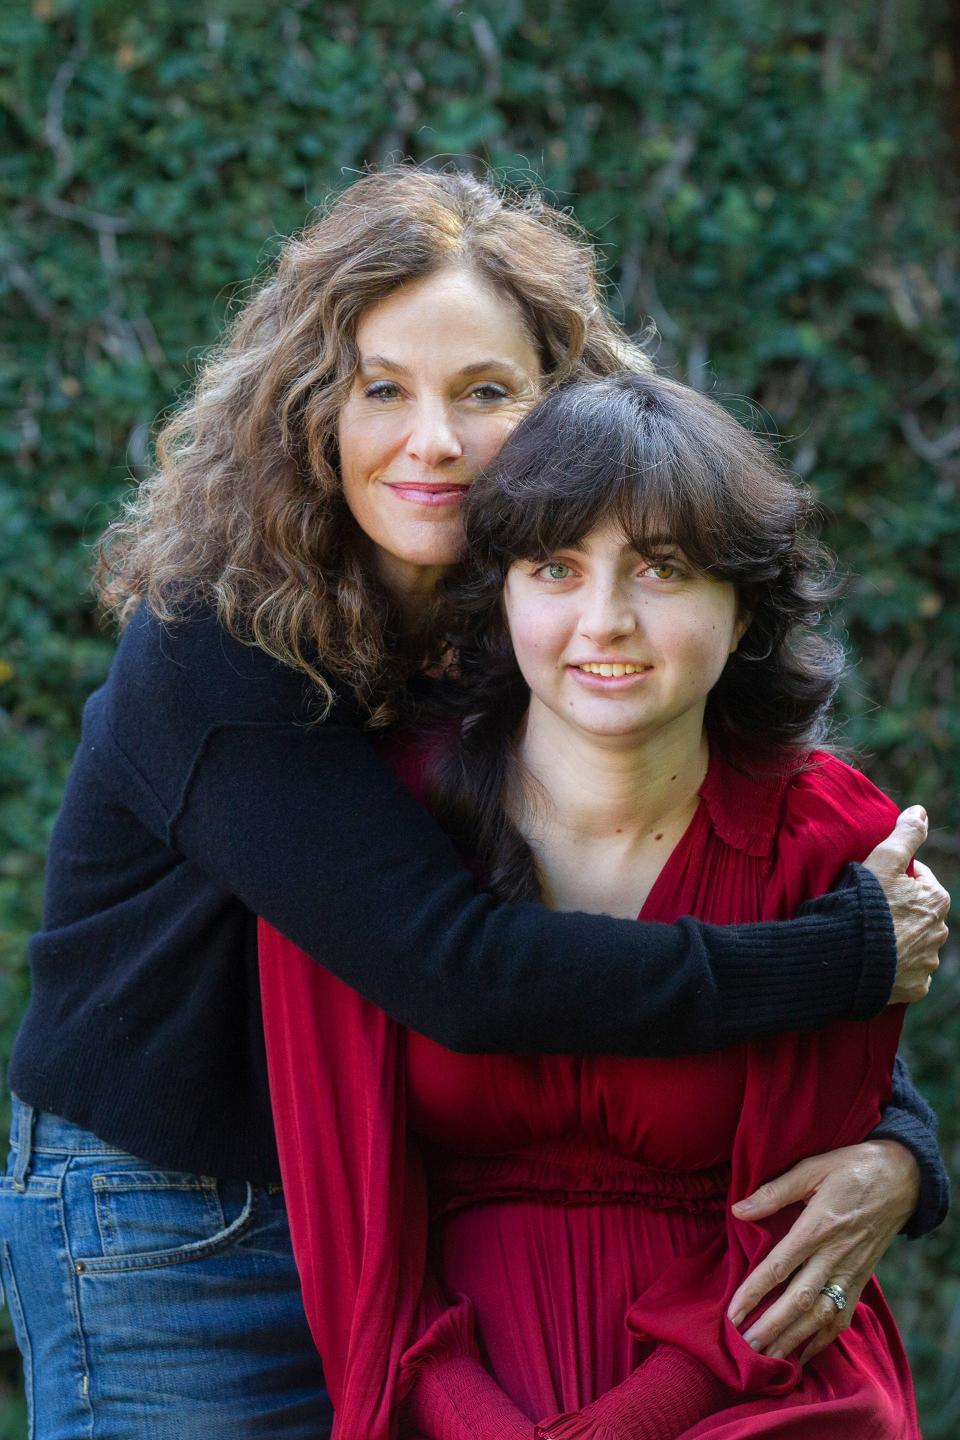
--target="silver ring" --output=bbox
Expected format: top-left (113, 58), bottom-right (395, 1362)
top-left (820, 1283), bottom-right (847, 1312)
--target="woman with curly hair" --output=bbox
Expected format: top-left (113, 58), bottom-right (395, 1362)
top-left (261, 371), bottom-right (926, 1437)
top-left (0, 168), bottom-right (946, 1438)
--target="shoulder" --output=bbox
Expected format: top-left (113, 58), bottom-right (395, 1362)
top-left (776, 751), bottom-right (899, 892)
top-left (94, 603), bottom-right (364, 793)
top-left (108, 602), bottom-right (358, 730)
top-left (784, 751), bottom-right (899, 849)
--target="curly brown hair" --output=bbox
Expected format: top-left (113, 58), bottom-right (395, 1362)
top-left (97, 163), bottom-right (652, 724)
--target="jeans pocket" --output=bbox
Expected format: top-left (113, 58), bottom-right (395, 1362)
top-left (74, 1172), bottom-right (255, 1273)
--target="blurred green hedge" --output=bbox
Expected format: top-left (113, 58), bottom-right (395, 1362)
top-left (1, 1), bottom-right (957, 1433)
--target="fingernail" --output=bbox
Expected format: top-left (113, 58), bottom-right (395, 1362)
top-left (743, 1326), bottom-right (760, 1347)
top-left (732, 1198), bottom-right (755, 1214)
top-left (728, 1309), bottom-right (745, 1328)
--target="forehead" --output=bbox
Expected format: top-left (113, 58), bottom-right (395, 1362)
top-left (355, 267), bottom-right (539, 367)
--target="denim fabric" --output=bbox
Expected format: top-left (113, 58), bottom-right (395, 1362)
top-left (0, 1098), bottom-right (333, 1439)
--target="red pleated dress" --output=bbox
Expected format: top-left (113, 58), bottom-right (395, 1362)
top-left (259, 745), bottom-right (919, 1439)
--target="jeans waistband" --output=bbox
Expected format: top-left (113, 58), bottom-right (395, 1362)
top-left (9, 1095), bottom-right (134, 1164)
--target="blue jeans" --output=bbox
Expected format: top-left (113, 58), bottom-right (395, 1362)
top-left (0, 1097), bottom-right (333, 1439)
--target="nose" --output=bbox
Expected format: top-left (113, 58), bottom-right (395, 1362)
top-left (405, 398), bottom-right (463, 467)
top-left (577, 579), bottom-right (638, 647)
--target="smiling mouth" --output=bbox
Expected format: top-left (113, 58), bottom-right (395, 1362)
top-left (385, 482), bottom-right (470, 507)
top-left (573, 662), bottom-right (652, 677)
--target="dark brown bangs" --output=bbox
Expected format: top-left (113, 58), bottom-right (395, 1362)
top-left (493, 450), bottom-right (699, 569)
top-left (467, 372), bottom-right (798, 583)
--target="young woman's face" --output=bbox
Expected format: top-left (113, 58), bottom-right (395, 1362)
top-left (338, 267), bottom-right (542, 604)
top-left (503, 518), bottom-right (749, 747)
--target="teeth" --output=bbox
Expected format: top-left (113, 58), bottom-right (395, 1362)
top-left (579, 663), bottom-right (644, 676)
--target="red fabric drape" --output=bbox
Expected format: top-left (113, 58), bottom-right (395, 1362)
top-left (259, 748), bottom-right (918, 1439)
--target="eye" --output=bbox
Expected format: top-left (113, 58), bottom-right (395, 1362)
top-left (467, 383), bottom-right (510, 403)
top-left (363, 380), bottom-right (402, 401)
top-left (536, 560), bottom-right (575, 582)
top-left (642, 558), bottom-right (683, 580)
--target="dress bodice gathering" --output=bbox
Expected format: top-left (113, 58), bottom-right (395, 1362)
top-left (407, 1039), bottom-right (746, 1175)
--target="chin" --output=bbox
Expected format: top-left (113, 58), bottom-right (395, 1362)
top-left (569, 716), bottom-right (653, 741)
top-left (396, 533), bottom-right (463, 569)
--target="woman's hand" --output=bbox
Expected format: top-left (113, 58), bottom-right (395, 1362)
top-left (861, 807), bottom-right (950, 1003)
top-left (726, 1139), bottom-right (920, 1362)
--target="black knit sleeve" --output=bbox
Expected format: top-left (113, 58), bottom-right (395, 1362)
top-left (870, 1055), bottom-right (949, 1237)
top-left (101, 606), bottom-right (897, 1058)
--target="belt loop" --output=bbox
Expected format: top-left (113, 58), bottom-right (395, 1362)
top-left (11, 1102), bottom-right (35, 1191)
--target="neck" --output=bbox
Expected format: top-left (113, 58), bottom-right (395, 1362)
top-left (376, 554), bottom-right (446, 621)
top-left (514, 699), bottom-right (709, 843)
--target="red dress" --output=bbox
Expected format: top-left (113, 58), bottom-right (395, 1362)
top-left (259, 747), bottom-right (919, 1439)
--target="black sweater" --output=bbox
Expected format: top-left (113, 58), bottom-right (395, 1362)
top-left (9, 605), bottom-right (947, 1233)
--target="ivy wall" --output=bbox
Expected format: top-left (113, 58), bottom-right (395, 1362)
top-left (1, 1), bottom-right (957, 1433)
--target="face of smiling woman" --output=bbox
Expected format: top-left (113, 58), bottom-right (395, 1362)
top-left (338, 267), bottom-right (542, 608)
top-left (503, 518), bottom-right (749, 751)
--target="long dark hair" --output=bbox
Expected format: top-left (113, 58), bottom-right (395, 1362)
top-left (430, 370), bottom-right (845, 901)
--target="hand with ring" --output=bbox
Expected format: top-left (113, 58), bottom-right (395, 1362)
top-left (726, 1138), bottom-right (920, 1362)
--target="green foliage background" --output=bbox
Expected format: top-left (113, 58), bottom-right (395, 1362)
top-left (1, 0), bottom-right (958, 1432)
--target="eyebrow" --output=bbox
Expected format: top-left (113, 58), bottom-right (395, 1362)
top-left (551, 534), bottom-right (679, 553)
top-left (358, 354), bottom-right (529, 382)
top-left (528, 537), bottom-right (682, 564)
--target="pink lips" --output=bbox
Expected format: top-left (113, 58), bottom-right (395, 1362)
top-left (385, 482), bottom-right (470, 508)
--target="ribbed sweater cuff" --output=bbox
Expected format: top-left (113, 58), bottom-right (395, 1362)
top-left (404, 1354), bottom-right (533, 1440)
top-left (707, 863), bottom-right (894, 1048)
top-left (535, 1346), bottom-right (733, 1440)
top-left (870, 1109), bottom-right (951, 1238)
top-left (845, 864), bottom-right (898, 1018)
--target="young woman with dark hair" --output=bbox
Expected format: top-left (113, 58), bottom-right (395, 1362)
top-left (0, 169), bottom-right (946, 1438)
top-left (261, 371), bottom-right (932, 1437)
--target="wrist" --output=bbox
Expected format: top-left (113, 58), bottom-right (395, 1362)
top-left (861, 1139), bottom-right (920, 1227)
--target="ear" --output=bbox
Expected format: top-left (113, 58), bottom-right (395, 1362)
top-left (730, 603), bottom-right (752, 654)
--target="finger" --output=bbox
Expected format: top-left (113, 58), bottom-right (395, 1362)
top-left (727, 1226), bottom-right (819, 1327)
top-left (863, 807), bottom-right (928, 877)
top-left (766, 1284), bottom-right (855, 1361)
top-left (738, 1246), bottom-right (849, 1353)
top-left (799, 1322), bottom-right (843, 1365)
top-left (745, 1265), bottom-right (857, 1358)
top-left (912, 860), bottom-right (952, 918)
top-left (731, 1159), bottom-right (818, 1221)
top-left (741, 1273), bottom-right (830, 1354)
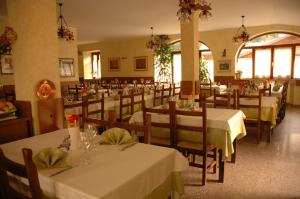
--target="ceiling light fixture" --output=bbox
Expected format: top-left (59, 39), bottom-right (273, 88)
top-left (232, 16), bottom-right (250, 44)
top-left (146, 27), bottom-right (160, 51)
top-left (57, 3), bottom-right (74, 41)
top-left (177, 0), bottom-right (212, 22)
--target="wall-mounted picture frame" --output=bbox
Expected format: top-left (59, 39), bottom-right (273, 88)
top-left (0, 55), bottom-right (13, 74)
top-left (109, 57), bottom-right (120, 71)
top-left (218, 60), bottom-right (231, 72)
top-left (134, 56), bottom-right (148, 71)
top-left (59, 58), bottom-right (74, 77)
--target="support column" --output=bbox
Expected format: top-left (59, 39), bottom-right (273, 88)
top-left (180, 12), bottom-right (199, 95)
top-left (7, 0), bottom-right (61, 134)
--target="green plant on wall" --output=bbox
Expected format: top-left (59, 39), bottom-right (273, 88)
top-left (199, 58), bottom-right (210, 82)
top-left (153, 35), bottom-right (172, 82)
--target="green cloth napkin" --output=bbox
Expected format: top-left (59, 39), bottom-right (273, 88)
top-left (99, 127), bottom-right (133, 145)
top-left (33, 148), bottom-right (70, 169)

* * * * * * *

TASK GOAL: The expected output is one number, the tally of lines above containing "curly".

ANSWER BELOW: 2